:: Problems to solve ::
1) Decide whether each statement below agrees with the TCP-Linux text, answering yes or no and quoting the deciding words of the text. (a) The Linux system is treated as a special module named "linux." (b) Setting sysctl_tcp_abc to 1 turns off Appropriate Byte Counting. (c) A debug_level of 2 prints only ERROR messages.
2) Output the part of the TCP-Linux text starting with "1. download the" and going on through "source code in /tmp/kernel_src/ directory.)", without any change.

Change parameters of Linux system in TCP-Linux simulations

The patch supports the simulation to change Linux parameters (out side the congestion control modules) in the same way as the congestion control modules. The Linux system is regarded as a special module "linux". Hence, get_default_ca_param, set_default_ca_param, get_ca_param, set_ca_param can also tune the Linux parameters. For example:
set_default_ca_param linux sysctl_tcp_abc 0
turns off the ABC option of in Linux system.

All the Linux system variables are listed in tcp/linux/ns-linux-param.c. The following table summarizes all the parameters currently available:

Variable Name	Default value	Description
sysctl_tcp_abc	1	0: Turn off Appropriate Byte Counting (ABC); 1: Turn on ABC. Turn on for faster cwnd growth in bulk transfer.
tcp_max_burst	3	The maximum number of packets that can be sent back-to-back during loss recovery. This parameter controls the maximum burst size.
debug_level	1	The verbose level of debug message. 0: print everying including INFO; 1: print ERROR and NOTICE; 2: print ERROR only

Update the TCP congestion control module source codes with a newer linux kernel

Take the following steps:

1. download the latest linux kernel source code (e.g. from kernel.org). (For simiplicity of the explanation, let's say you place the kernel source code in /tmp/kernel_src/ directory.)

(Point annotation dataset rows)
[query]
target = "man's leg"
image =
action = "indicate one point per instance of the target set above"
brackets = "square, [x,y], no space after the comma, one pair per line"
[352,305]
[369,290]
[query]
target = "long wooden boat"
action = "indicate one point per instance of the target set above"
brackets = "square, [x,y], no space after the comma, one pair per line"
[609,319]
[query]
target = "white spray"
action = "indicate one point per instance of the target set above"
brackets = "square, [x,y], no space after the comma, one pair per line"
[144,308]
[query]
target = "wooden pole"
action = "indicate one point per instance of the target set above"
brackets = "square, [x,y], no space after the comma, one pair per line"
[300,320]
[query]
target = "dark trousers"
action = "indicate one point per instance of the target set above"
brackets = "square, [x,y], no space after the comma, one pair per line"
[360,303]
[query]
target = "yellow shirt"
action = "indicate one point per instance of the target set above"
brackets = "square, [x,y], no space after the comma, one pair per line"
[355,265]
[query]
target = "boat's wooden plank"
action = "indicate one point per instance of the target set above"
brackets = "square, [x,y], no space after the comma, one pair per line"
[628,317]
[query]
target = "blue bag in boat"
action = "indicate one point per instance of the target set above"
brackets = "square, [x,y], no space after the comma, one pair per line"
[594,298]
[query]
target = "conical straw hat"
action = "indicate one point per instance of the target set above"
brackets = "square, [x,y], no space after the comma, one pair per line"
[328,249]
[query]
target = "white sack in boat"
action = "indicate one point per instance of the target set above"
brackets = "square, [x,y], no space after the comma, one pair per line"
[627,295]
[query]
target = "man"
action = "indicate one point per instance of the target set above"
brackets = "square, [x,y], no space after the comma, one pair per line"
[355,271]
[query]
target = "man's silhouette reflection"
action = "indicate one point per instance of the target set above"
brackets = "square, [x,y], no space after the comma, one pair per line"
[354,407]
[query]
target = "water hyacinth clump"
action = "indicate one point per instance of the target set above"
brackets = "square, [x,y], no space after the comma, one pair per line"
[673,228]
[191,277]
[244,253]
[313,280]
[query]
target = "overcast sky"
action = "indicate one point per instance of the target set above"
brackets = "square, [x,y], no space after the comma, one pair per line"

:: Answers for this exercise ::
1)
(a) Yes: "The Linux system is regarded as a special module "linux"."
(b) No: "1: Turn on ABC."
(c) Yes: "2: print ERROR only"

2)
1. download the latest linux kernel source code (e.g. from kernel.org). (For simiplicity of the explanation, let's say you place the kernel source code in /tmp/kernel_src/ directory.)